#### REQUIREMENTS:
Put the data below into a Markdown table with two columns, Row and Line, giving each line its own numbered row and leaving out blank lines.

#### INPUT RECORDS:
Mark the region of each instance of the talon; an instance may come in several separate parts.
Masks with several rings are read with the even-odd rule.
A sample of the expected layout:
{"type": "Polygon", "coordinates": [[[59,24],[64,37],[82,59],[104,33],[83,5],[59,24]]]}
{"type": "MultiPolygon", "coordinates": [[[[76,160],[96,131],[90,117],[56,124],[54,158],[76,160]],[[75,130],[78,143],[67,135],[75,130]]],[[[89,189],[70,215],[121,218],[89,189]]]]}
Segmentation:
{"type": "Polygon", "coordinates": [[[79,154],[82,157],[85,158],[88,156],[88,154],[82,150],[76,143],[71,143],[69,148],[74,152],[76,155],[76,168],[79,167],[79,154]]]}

#### FINISHED TASK:
| Row | Line |
|---|---|
| 1 | Mark the region of each instance of the talon; an instance may come in several separate parts. |
| 2 | Masks with several rings are read with the even-odd rule. |
| 3 | A sample of the expected layout: |
| 4 | {"type": "Polygon", "coordinates": [[[59,24],[64,37],[82,59],[104,33],[83,5],[59,24]]]} |
| 5 | {"type": "MultiPolygon", "coordinates": [[[[76,160],[96,131],[90,117],[56,124],[54,158],[76,160]],[[75,130],[78,143],[67,135],[75,130]]],[[[89,189],[70,215],[121,218],[89,189]]]]} |
| 6 | Segmentation: |
| 7 | {"type": "Polygon", "coordinates": [[[79,154],[82,157],[85,158],[88,156],[88,154],[82,150],[76,143],[71,143],[69,148],[74,152],[76,155],[76,168],[79,167],[79,154]]]} |